▸ **PROBLEM REQUIREMENTS**
From the line with "wheel rim and record the coordinates." to the final line of the records, reproduce every line exactly and only those lines.

(Location identification entries)
begin

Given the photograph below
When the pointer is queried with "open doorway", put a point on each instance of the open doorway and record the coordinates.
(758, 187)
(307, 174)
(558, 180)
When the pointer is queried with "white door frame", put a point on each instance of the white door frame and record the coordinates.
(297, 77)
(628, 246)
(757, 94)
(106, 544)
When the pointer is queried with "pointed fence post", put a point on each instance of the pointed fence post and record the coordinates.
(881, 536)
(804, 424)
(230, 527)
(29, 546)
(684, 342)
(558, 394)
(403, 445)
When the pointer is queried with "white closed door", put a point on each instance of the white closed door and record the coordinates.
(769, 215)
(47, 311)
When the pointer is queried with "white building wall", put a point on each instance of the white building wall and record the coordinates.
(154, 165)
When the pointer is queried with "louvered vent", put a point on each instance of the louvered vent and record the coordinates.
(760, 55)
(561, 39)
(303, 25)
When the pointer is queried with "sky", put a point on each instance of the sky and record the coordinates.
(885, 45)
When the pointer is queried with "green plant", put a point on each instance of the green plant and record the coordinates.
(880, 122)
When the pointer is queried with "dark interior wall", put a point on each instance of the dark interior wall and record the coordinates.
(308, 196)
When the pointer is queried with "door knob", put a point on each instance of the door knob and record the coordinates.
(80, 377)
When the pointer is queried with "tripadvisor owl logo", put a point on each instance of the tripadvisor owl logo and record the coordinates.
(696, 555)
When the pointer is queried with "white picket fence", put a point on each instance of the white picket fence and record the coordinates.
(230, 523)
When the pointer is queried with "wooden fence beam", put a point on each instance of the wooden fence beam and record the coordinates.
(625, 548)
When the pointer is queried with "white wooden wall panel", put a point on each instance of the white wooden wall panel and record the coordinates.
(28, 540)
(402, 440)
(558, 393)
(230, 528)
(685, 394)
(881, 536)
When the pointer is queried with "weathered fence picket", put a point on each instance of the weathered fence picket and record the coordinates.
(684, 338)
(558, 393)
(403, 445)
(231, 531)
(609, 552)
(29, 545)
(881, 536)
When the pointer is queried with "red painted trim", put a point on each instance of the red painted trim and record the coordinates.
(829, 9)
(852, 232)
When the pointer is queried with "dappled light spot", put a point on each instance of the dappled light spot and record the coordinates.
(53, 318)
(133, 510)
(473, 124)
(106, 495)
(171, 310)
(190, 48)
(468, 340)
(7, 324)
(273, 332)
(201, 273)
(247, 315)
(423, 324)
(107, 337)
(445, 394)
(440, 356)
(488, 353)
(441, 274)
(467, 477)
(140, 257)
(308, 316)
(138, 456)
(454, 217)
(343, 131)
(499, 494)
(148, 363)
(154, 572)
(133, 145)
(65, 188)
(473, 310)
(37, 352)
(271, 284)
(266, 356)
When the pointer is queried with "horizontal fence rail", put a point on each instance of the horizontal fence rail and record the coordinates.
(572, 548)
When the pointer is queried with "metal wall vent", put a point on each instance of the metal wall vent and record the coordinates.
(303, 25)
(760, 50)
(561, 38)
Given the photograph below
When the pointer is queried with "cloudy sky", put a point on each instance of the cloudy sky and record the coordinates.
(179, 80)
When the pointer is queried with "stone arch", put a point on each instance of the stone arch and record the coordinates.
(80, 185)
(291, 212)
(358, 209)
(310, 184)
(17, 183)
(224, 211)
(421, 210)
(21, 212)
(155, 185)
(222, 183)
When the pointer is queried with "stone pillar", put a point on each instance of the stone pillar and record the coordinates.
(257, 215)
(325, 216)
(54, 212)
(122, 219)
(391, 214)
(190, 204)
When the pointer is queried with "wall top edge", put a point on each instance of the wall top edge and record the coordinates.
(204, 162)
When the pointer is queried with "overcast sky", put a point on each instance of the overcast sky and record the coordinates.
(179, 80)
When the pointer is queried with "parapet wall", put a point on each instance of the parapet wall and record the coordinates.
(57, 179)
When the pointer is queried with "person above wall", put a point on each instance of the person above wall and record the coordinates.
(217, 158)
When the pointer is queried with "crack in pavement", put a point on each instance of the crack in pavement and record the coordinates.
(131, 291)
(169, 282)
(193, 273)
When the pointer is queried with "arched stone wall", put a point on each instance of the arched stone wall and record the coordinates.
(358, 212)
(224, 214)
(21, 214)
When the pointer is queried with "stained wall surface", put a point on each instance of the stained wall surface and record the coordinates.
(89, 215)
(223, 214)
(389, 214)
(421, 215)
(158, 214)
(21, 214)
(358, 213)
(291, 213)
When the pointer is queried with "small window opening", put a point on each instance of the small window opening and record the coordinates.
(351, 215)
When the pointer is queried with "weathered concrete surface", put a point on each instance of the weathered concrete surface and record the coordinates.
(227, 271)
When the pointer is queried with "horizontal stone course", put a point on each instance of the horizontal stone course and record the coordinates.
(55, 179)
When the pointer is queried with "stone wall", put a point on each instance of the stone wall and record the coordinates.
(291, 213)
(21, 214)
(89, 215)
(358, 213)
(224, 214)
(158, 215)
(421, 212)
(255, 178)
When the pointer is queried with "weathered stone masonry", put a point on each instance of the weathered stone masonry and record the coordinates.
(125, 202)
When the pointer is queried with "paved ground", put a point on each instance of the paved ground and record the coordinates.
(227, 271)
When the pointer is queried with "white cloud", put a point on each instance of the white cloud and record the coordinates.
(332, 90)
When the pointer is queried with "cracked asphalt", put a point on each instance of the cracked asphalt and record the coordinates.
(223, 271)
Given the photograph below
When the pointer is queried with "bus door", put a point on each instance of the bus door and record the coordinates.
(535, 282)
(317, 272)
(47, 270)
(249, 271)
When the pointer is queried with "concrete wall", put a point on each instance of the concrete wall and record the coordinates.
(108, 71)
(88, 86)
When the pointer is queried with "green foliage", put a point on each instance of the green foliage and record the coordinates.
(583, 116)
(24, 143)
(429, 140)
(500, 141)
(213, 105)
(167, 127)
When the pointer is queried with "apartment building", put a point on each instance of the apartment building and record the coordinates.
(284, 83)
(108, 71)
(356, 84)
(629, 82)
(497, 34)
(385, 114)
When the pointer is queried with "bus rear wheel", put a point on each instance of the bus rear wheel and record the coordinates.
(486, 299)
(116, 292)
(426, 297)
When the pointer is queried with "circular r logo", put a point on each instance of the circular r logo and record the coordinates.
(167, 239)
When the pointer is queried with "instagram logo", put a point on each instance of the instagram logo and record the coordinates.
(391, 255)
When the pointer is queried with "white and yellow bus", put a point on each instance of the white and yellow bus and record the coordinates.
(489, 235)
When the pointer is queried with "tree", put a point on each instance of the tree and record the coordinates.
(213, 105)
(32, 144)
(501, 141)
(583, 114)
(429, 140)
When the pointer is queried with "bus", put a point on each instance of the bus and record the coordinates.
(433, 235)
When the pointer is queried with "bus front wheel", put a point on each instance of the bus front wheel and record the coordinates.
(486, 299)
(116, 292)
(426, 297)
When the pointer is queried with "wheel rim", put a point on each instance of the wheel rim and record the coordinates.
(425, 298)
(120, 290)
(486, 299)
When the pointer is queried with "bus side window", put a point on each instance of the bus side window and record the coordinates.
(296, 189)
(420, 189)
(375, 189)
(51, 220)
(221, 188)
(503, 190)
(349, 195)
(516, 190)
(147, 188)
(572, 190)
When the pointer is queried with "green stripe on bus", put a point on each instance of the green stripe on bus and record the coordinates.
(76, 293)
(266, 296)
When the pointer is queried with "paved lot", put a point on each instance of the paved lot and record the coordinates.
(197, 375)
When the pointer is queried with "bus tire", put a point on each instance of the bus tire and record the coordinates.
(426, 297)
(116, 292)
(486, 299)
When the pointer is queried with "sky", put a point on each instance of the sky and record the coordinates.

end

▸ **RESPONSE**
When the pointer is queried with "wheel rim", put a point on each instance of the wheel rim and record the coordinates.
(425, 298)
(120, 290)
(486, 299)
When the pointer is queried with "bus side window", put a point on each instance of the bus side window and record the coordinates.
(296, 189)
(420, 189)
(375, 189)
(51, 220)
(221, 188)
(503, 190)
(349, 195)
(516, 190)
(147, 188)
(572, 190)
When the pointer is queried with "green stripe on bus", put a point on each instance of the green stripe on bus and record the coordinates.
(76, 293)
(266, 296)
When the pointer is queried with "paved lot", put a point on each instance of the paved lot and record the coordinates.
(197, 375)
When the pointer is queried with "bus tire", put a point on each instance of the bus tire and record the coordinates.
(426, 297)
(116, 292)
(486, 299)
When the pointer is queried with "sky", put a point on each instance of the sky and record the coordinates.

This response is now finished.